Stored items

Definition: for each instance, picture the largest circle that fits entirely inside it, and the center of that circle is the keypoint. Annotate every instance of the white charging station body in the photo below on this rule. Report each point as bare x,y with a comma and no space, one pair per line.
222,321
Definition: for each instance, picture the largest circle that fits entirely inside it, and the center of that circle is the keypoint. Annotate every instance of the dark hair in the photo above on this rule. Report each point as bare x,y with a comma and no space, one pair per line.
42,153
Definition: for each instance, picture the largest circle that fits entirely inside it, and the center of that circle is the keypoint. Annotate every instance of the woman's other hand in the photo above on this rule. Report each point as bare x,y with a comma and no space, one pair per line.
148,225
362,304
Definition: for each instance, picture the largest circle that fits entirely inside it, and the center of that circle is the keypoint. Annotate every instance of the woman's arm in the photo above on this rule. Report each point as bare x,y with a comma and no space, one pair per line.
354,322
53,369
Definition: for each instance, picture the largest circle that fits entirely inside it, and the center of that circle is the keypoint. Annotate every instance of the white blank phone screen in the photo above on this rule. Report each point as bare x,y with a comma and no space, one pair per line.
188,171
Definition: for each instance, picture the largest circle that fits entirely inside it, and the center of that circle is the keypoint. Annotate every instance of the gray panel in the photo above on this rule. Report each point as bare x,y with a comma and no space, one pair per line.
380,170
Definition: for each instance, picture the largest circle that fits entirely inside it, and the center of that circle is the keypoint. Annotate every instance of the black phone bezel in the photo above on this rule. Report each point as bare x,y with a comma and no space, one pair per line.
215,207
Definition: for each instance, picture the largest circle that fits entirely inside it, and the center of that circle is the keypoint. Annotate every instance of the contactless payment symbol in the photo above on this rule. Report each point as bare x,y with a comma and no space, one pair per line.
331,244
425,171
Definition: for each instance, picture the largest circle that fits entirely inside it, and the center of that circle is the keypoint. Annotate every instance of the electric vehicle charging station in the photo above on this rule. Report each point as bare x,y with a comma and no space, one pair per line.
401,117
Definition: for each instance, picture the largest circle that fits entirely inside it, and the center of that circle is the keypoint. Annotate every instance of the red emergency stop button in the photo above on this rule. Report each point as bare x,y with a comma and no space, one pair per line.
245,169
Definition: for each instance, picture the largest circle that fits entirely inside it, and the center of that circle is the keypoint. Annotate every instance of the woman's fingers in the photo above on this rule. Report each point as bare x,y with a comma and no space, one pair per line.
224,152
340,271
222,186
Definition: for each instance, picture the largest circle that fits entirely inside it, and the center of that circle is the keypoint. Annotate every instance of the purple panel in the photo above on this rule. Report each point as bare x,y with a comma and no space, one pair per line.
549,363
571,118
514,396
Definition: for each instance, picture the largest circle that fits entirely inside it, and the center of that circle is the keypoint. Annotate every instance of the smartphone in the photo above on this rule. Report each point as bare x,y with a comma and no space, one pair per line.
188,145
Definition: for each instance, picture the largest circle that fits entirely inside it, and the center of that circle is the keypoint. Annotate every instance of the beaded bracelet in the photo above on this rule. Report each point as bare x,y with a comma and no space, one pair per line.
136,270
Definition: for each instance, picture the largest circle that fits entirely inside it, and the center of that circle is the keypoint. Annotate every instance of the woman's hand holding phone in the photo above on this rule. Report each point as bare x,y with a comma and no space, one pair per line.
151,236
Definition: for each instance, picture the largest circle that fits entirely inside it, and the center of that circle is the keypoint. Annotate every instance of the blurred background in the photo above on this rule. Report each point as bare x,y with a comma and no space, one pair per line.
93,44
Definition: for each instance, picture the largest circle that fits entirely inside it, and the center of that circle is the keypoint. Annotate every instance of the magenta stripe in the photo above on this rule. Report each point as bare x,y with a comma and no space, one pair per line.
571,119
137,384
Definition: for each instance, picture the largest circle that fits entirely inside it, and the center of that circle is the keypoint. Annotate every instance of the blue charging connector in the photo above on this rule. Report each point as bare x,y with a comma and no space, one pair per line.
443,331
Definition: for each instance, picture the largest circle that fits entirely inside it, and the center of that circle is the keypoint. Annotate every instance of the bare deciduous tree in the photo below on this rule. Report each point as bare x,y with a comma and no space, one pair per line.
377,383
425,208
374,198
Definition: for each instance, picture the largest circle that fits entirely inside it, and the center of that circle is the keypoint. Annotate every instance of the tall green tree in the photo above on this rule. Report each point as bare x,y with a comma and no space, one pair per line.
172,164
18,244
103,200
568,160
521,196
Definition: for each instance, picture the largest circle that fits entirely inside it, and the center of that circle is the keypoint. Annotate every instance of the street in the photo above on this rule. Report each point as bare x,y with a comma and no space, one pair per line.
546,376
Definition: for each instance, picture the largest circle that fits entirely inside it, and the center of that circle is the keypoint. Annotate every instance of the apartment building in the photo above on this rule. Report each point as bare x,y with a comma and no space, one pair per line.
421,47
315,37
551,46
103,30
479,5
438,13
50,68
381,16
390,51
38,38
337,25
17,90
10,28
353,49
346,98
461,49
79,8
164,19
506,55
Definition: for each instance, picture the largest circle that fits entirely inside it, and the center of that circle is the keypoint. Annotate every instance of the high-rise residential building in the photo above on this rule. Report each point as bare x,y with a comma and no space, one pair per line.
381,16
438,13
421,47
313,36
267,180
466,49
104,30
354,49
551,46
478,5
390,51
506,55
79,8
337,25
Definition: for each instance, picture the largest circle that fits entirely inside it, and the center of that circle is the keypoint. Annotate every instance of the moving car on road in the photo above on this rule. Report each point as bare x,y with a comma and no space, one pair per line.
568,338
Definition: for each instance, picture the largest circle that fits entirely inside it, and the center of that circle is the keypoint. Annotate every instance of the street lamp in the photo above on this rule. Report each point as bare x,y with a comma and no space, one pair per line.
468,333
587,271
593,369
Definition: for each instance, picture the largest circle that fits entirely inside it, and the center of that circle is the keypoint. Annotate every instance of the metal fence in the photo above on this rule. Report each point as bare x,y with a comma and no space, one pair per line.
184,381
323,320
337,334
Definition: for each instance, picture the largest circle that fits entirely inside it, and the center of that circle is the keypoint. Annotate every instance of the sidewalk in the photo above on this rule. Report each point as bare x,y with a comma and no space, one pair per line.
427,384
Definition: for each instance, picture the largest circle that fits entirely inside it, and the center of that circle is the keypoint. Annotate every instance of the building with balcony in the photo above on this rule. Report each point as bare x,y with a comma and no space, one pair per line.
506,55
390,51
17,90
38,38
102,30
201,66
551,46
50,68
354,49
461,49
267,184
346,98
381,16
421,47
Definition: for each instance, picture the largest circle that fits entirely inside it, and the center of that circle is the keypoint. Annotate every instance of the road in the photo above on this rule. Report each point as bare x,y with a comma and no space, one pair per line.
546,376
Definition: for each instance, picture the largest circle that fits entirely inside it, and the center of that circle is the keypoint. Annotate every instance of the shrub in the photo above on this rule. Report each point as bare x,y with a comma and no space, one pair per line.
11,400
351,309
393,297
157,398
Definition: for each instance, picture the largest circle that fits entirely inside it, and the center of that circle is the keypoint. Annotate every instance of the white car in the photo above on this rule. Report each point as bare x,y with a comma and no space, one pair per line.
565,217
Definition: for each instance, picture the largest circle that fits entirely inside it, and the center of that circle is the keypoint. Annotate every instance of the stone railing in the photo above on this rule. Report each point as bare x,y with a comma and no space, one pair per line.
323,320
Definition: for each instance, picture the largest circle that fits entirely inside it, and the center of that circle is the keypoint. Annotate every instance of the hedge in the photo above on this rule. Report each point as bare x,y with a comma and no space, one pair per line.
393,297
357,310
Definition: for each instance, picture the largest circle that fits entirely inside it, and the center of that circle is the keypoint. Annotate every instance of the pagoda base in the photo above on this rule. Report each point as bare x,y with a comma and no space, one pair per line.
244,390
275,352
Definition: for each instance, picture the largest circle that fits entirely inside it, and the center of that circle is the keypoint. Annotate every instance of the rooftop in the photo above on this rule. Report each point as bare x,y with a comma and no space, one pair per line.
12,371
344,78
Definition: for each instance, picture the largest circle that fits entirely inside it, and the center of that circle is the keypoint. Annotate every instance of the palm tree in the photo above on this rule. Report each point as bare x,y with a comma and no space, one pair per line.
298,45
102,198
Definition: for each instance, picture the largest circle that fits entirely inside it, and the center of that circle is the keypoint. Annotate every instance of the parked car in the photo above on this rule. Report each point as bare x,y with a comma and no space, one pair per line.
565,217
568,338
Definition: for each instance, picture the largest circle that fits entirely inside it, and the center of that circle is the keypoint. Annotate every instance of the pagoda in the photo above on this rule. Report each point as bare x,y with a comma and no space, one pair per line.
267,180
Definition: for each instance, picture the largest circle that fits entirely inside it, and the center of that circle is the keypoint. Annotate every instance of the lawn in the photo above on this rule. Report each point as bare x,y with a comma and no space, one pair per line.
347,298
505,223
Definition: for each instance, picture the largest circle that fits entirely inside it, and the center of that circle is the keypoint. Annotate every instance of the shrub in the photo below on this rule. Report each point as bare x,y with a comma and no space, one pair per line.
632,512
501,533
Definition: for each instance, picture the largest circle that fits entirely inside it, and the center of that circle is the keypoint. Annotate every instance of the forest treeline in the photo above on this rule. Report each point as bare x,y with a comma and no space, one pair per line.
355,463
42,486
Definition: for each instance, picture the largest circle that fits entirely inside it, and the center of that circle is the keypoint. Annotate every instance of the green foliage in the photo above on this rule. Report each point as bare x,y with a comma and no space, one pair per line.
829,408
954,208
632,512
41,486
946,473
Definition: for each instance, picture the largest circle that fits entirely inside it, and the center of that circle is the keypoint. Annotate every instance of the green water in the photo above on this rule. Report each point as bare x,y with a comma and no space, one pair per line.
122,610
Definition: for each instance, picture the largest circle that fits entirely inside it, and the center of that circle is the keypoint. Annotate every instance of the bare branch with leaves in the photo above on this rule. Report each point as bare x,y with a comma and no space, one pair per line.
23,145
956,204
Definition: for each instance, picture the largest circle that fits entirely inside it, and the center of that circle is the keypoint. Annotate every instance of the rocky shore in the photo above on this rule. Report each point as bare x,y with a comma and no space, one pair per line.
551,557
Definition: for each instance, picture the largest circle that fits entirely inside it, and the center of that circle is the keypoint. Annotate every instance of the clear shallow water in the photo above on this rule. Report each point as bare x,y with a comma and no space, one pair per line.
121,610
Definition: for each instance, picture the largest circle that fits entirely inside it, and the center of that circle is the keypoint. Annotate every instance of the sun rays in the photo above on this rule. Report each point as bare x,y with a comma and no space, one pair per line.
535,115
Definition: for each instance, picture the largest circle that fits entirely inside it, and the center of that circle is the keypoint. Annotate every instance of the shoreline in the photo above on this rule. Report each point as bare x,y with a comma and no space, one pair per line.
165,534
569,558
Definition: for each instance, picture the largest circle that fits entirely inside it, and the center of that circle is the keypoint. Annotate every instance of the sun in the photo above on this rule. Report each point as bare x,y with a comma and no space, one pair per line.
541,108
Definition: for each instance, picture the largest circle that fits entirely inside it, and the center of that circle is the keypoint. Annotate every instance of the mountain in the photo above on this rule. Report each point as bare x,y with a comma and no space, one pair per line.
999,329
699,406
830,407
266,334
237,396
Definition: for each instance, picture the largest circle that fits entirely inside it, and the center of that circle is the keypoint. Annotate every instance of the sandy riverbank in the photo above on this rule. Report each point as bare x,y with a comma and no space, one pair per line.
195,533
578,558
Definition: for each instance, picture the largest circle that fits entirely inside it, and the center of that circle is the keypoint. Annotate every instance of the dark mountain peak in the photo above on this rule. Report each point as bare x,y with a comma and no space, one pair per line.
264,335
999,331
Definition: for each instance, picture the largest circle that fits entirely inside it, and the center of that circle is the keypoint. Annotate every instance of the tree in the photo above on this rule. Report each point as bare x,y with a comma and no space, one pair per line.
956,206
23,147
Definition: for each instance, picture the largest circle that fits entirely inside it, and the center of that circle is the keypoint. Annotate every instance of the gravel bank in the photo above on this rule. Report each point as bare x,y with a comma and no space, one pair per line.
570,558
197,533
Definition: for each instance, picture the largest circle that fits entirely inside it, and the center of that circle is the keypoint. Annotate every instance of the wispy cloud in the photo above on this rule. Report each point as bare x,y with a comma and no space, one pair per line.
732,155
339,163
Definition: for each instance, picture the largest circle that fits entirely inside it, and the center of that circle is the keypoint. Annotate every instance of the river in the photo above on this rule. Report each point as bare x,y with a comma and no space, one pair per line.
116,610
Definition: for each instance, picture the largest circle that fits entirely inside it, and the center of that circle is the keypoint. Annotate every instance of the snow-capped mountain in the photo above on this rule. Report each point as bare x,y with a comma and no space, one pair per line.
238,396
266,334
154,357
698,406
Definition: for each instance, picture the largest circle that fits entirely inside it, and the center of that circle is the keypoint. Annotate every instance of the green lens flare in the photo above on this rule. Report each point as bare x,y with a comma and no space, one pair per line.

- **Problem details**:
Give back, exactly as written, the lines from the one with "of the river" to the last line.

- **Answer**:
Definition: for each instance, picture the largest circle that fits entirely inside it, and the center of that circle is the keypoint. Annotate every instance of the river in the photo above on this rule. Report each point as bare x,y with a comma and no space, one pair per line.
116,610
Definition: for each instance, picture the largest circle that fits entirely inside it, and the center of that circle is the keypoint. Annotate every instance of the snow-capped mountain in the photo above on this rule. Report each point as bare x,y with a comma and no space, one pair per line.
238,396
266,334
154,357
698,406
Definition: for each instance, picture the largest circle that fits entirely inside it, and the center of that circle is the keypoint. Annotate every instance of the green lens flare in the photo above on this rule. Report each point as bare x,y with a comma and no space, one pair per line.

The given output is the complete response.